**Passage shown**
[PATCH] D44883: [Sema] Extend -Wself-assign and -Wself-assign-field to warn on overloaded self-assignment (classes)

John McCall via llvm-commits llvm-commits at lists.llvm.org
Tue Apr 10 09:34:01 PDT 2018


Yeah, -Wself-assign in general is about catching a class of live-coding
errors which is pretty unlikely to ever make it into committed code, since
the code would need to be dead/redundant for the mistake to not be noticed.
So it’s specifically a rather poor match for the static analyzer, and I
would not expect it to catch much of anything on production code.

John.
On Tue, Apr 10, 2018 at 18:27 David Blaikie <dblaikie at gmail.com> wrote:

> On Tue, Apr 10, 2018 at 9:25 AM Roman Lebedev <lebedev.ri at gmail.com>
> wrote:
>
>> Because *so far* it has been running on the existing code, which i guess
>> was already pretty warning free, and was run through the static analyzer,
>
> which obviously should catch such issues.
>>
>
> Existing code this has been run over isn't necessarily run against the
> static analyzer already. (this has been run against a subset of (maybe all
> of, I forget) google, which isn't static analyzer clean by any stretch (I'm
> not even sure if the LLVM codebase itself is static analyzer clean)).
>
>
>> Do you always use [clang] static analyzer, each time you build?
>> Great! It is indeed very good to do so. But does everyone?
>>
>> This particular issue is easily detectable without full static analysis,
>> and as it is seen from the differential, was very straight-forward to
>> implement
>> as a simple extension of pre-existing -Wself-assign.
>>
>> So if this is really truly unacceptable false-positive rate, ok, sure,
>> file a RC bug,
>> and i will split it so that it can be simply disabled for *tests*.
>>
>> That being said, i understand the reasons behind "keep clang diagnostics
>> false-positive free". I don't really want to change that.
>>
>> On Tue, Apr 10, 2018 at 7:13 PM, David Blaikie <dblaikie at gmail.com>
>> wrote:
>> > It's more the fact that that's /all/ the warning improvement has found
>> so
>> > far. If it was 8 false positives & also found 80 actionable bugs/bad
>> code,
>> > that'd be one thing.

**Supplied entries**
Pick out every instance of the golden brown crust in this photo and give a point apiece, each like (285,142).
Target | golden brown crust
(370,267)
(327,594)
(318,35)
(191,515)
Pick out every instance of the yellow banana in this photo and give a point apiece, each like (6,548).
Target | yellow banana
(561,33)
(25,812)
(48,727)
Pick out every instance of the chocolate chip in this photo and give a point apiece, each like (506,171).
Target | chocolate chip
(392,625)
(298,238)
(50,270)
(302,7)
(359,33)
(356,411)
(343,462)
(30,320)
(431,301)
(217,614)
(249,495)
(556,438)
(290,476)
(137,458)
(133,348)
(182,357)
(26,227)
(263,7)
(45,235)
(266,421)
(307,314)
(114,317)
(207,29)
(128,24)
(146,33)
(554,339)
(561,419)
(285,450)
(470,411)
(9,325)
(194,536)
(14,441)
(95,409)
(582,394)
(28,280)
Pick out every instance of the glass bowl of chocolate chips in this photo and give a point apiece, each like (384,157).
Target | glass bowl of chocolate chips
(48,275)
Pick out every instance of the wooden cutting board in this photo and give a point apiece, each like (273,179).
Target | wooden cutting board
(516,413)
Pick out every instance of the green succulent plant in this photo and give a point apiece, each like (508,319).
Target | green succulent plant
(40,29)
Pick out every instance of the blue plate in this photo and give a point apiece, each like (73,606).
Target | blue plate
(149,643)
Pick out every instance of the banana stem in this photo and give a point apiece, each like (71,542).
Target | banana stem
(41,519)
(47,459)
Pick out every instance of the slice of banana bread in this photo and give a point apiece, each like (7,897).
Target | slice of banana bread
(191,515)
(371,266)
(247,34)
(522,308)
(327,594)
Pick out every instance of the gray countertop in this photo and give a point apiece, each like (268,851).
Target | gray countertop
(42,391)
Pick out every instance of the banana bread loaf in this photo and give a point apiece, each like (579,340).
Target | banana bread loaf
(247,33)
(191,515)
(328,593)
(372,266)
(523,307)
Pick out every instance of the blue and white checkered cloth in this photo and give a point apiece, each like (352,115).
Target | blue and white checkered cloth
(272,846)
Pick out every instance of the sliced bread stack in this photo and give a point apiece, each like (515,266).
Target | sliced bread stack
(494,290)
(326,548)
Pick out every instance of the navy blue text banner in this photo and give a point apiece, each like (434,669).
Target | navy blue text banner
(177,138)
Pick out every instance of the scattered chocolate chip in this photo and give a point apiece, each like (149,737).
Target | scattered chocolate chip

**Task details**
Rewrite the mailing-list message starting with "Yeah, -Wself-assign in" and going on through "on production code.", putting "linter" in place of "static analyzer". Answer from the mailing-list message alone.

**Answer section**
Yeah, -Wself-assign in general is about catching a class of live-coding
errors which is pretty unlikely to ever make it into committed code, since
the code would need to be dead/redundant for the mistake to not be noticed.
So it’s specifically a rather poor match for the linter, and I
would not expect it to catch much of anything on production code.